◆ Record list ◆
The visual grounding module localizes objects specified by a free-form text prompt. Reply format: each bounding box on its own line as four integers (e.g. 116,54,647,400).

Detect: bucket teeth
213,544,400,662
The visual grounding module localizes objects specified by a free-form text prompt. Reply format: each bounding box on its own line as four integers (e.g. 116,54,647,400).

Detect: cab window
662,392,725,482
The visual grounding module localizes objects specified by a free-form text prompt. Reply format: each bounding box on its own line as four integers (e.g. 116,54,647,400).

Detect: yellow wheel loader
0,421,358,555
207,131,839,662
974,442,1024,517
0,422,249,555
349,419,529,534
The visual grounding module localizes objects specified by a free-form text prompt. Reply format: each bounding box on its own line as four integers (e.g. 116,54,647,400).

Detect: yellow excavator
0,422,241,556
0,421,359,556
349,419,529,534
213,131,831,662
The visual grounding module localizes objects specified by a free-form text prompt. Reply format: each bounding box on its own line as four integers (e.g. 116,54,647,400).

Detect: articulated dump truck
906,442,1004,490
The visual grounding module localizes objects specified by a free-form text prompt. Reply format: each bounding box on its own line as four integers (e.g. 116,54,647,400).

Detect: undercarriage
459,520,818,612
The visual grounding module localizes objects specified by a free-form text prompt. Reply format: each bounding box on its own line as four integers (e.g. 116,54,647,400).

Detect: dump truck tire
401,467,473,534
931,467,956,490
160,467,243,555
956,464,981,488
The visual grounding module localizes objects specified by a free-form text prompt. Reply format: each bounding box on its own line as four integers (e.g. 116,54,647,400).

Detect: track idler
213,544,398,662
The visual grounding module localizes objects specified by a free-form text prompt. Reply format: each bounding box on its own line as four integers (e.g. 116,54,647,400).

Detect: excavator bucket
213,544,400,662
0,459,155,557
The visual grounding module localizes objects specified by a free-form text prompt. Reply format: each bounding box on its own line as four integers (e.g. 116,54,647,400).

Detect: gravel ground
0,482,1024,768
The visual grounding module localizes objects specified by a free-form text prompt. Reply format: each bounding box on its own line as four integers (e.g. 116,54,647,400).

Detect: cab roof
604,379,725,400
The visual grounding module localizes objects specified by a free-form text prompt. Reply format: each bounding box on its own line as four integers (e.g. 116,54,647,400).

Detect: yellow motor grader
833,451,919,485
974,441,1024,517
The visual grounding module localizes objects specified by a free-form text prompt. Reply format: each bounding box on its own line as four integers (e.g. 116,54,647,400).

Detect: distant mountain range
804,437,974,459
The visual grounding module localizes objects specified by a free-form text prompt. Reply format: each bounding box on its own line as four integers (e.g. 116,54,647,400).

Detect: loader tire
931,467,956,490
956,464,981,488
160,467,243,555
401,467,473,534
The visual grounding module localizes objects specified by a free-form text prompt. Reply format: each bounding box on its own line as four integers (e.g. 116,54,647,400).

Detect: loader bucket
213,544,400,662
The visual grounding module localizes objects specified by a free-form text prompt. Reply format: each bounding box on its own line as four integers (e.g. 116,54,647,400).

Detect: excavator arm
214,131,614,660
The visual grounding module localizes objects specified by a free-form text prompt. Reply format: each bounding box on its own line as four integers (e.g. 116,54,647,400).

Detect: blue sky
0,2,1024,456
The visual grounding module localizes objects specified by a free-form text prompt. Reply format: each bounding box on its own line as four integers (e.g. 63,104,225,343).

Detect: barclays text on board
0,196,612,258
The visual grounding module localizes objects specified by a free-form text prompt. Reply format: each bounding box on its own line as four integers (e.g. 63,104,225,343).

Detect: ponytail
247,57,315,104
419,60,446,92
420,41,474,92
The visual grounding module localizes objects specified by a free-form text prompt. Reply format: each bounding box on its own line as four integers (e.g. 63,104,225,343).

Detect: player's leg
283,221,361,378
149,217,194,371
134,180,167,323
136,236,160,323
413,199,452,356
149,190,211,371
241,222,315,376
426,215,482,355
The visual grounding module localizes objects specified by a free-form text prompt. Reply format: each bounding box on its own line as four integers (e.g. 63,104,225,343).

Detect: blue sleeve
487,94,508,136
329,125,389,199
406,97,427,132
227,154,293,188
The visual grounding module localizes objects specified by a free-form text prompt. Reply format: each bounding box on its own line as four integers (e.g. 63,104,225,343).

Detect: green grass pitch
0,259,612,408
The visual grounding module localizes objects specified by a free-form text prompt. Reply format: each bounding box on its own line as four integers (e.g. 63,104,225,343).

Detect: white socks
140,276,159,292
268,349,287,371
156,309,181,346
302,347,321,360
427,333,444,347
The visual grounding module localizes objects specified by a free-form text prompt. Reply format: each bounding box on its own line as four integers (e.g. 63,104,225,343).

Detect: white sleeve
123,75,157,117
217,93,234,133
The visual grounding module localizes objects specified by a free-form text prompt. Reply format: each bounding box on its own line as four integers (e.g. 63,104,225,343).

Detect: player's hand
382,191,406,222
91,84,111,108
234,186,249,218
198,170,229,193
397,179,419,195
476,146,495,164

◆ Task directions ◆
Can you reproduce every one of the records above word for word, line by line?

◆ Response for this exercise ◆
The visual grounding module localizes objects specified by a free-form text prompt. Reply format: each bounding box on its own line as four integers (e.g. 116,54,647,400).

Detect: bucket teeth
213,544,400,662
The visual grounding module localizes objects specified by a free-form text prompt. Reply format: each bounding box on its own line as four integers (e.g. 116,54,647,400).

Detect: cab window
662,392,725,482
The visual grounding module localizes objects specified by a free-form text prompt. Reply format: each bounding box on its own line as four integers (e.g. 116,54,647,400).

Detect: yellow wheel loader
0,421,358,555
207,131,839,662
974,442,1024,517
0,422,249,555
349,419,529,534
The visual grounding module localizes objects specified by a free-form text prompt. Reply format: each bounding box on its own line as four integers (e.g. 116,54,647,400).

Detect: yellow excavator
0,422,241,556
0,421,359,556
349,419,529,534
213,131,831,662
The visual grounding module localizes objects specified by a free-form text prompt. Reply format: each bounding box on its own line as four integers (e.g. 116,54,647,400).

Detect: articulated dump truck
906,442,1004,490
The visual grounding module localizes objects specified by a free-form text prompt. Reply format: each bounding box on its own line as four integers (e.g. 116,54,647,400).

Detect: undercarriage
459,520,818,612
The visual grounding module localizes objects specified by a free-form text prompt. Reply format: each bounding box on its own line as four integers (e.g. 116,54,647,400).

Detect: dump truck tire
401,467,473,534
931,467,956,490
160,467,243,555
956,464,981,488
The visual grounding module localizes objects specified by a free-form text prompt. Reply format: each bounding box on its own line as four integers (e.g. 116,54,647,400).

Detect: track idler
213,544,398,662
The visual grounding module localizes objects specified by a free-form text prompt. Reply format: each bounding box on its own line as four integers (e.g. 116,54,647,400).

Detect: excavator bucket
213,544,400,662
0,459,155,557
The visual grounding module localizes objects specified by a free-form text prompt. Reply format: each bounding box on its own line as four integers (e.g. 116,54,647,400).

Detect: gravel ground
0,482,1024,768
The visual grounding module localizes objects specified by a free-form text prompt. Reply format: each bounding box on its own line as four integers (e.g. 116,54,647,400).

Detect: cab roof
604,379,725,400
The visual grounding module localizes objects specified by a free-form text prompt. Reply format: each bounding box on its own line as four integers (e.g. 116,54,647,400).

Detect: yellow motor grader
833,451,919,485
974,441,1024,517
The visual grounding module localizes objects specified by a free-form text prompt. Reply format: each bounding box on its own line as four integers (e.g. 116,54,647,400).

Detect: distant mountain range
804,437,974,459
The visual grounding module localizes objects specified by a free-form text prompt. Reply format: each bounding box on its own line as four integers (e.g. 116,54,647,400).

Detect: loader tire
931,467,956,490
956,464,981,488
160,467,243,555
401,467,473,534
The visual grounding module localizes objects specified by a free-form text prompt. Reply format: each bounding box on its own line as four integers (e.g. 116,54,647,400).

Detect: loader bucket
213,544,400,662
The visual grounding module localizes objects specified by a free-form text prompt. Reply format: each bounding box on its own line as four integers (e.g. 116,54,647,400).

Detect: excavator arm
214,131,614,660
The visual grounding module localizes objects specified by a free-form text prompt. Reply format: each bounding box on its own line as four integers (e.g. 116,54,647,400).

Detect: blue sky
0,2,1024,456
The visual grounding module localizes objects specified by a free-form text prompt. Reply format: each bounding box on its own line as four integers (e.g. 63,104,225,343).

Detect: barclays text on board
0,196,612,258
The visual grounding module localizes objects specified by a free-form text prompt. Reply format: each bounding box on its own line as four integers (e.g. 63,104,225,343).

Detect: ponytail
247,57,315,104
419,60,446,92
420,41,474,92
The visual grounding module localizes objects specified by a free-form text prompt. Reply format: each bounding box on its own line as four integers (e.g. 63,104,225,343).

Detect: player's leg
283,221,361,378
149,217,194,371
134,180,167,323
136,236,160,323
413,199,452,356
149,190,211,371
241,222,315,376
426,215,482,355
The visual grounding module localizes objects specified by a free-form text prompt. Reply format: each bounding box on its own line as four integers (e.g. 63,104,225,343).

Detect: blue sleeve
487,94,508,136
329,125,389,199
406,97,427,132
227,154,293,188
The visual grounding module localizes objects specified by a free-form text prompt. Reply format: each bounding box on its own line as four integers (e.g. 63,104,225,343).

Detect: green grass pitch
0,259,612,408
The visual grounding module localizes objects specified by a free-form text prompt. Reply format: each bounding box on its own line as four integers (e.g. 63,104,225,343).

Detect: white socks
140,276,159,292
268,349,287,371
156,309,181,346
302,347,321,360
427,333,444,347
The visual grounding module localizes objects specified by a free-form text prompt. Reply format: each bounding box on its own line as four integers (e.g. 63,104,225,343).

Detect: white sleeve
123,75,157,117
217,93,234,133
The visual grounding module localizes objects specified by a free-form text prompt. Reply format: each bounding box on its own line as four integers (e.g. 63,104,225,343).

Detect: player's hand
382,191,406,222
91,84,111,108
234,186,249,218
198,170,229,193
397,179,419,195
476,146,495,164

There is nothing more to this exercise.